Selected extract
※

Anyways, I think that view still remains since nothing’s really changed. It’s a pragmatic way of thought but is a bit contradictory since I do want a solid friendship rather than a fair-weather friendship– that’s just a traitor not reaching their critical point.

This piece also clarifies that while my writing could result in a different impression of me, my writing and my actual self are distinct since my writing contains all three phases of me while I only exhibit a single aspect in reality– the present. If people were to form assumptions based on my writing, my identity would probably become more hidden since they’d be looking for a completely different person. This is yet another denial of any virtues enshrined within my writing to avoid a dissonance.

“Life of vertical ethics” is a unique one since it began with my ramblings, transitioned to elevated speech and then repeated that once before finishing. I still feel like I’m burnt from my expectations with the potential crispiness of toast depending on my future.

I essentially attacked myself and created my own defense before I started to write about some stuff that I noticed and thought that it should be addressed. For the miscommunication trope, I want to expand its scope to life, not just romance since it’d make my life easier and would let me observe more about people.

And then I go off on a tangent akin to “My love..” before slapping myself with reality and becoming a motivational speaker for the remainder of that piece. I want to fold my spine sometimes when I think about the amount of mistakes that I‘ve made since I’m the type of person who gets hit with better ideas after I do something that I can’t undo. Plus my lack of emotional restraint and self-control in the past– I’ve become mellowed from my past. It’s a good example of the Taoism philosophy I mentioned in “Ego and Death”.

“A curse” is a flagged piece so I won’t publish it, but I can still write about it. I essentially channeled anger for this piece and turned up my second tone to a biblical level since it was described as much. Although it’s a beautiful piece, perhaps with better wording than my other works– I won’t publish it due to its ability to be easily misunderstood. 

From this, I learnt that I should balance my writing which is why in “Chains of Liberation”, you can see that the Judiciary is mentioned in both a positive and negative light. While I could extinguish that light, I don’t mind since it’s worth having. This is a manifestation of my rancor– one born from a creativity that I still admire.

“Writing Style” is literally about my writing style. It goes into detail about the mannerisms of both of my styles and deals with an advertisement problem since in the past I used to visit people’s stories to provoke their curiosity to drag them to my page.

In the end, I decided to stop that entirely since I don’t want to compromise my ethics due to a lack of attention, especially since it seems that there is only one predominant gender in my recommended list– unfortunately I can’t turn it off.

I also wrote an addition to “Why do I write?” in this piece, addressed a new fault of mine that I realized, wrote about the connection between our mind and body, and also spoke about the negative effects of using clankers to help yourself. It’s similar to “Mid-break” in a way since it’s just me rambling since I need to write but don’t have any actual topic to write about. Alright, I’m on stage 2 of the addiction checklist, I finally passed the denial stage. This piece is one that gives depth to the way I write.

※

Provided material
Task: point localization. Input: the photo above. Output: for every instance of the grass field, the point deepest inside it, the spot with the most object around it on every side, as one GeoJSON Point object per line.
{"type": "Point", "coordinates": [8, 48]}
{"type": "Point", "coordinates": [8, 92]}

※

Directive 1
Can you transcribe the reflection on past writing from "I also wrote" down to "way I write."?
Directive 2
How would you put this sentence from the reflection on past writing into French: "“Writing Style” is literally about my writing style."?
The material has no connection to the reflection on past writing.

Exercise solution 1
I also wrote an addition to “Why do I write?” in this piece, addressed a new fault of mine that I realized, wrote about the connection between our mind and body, and also spoke about the negative effects of using clankers to help yourself. It’s similar to “Mid-break” in a way since it’s just me rambling since I need to write but don’t have any actual topic to write about. Alright, I’m on stage 2 of the addiction checklist, I finally passed the denial stage. This piece is one that gives depth to the way I write.

Exercise solution 2
« Writing Style » parle littéralement de mon style d'écriture.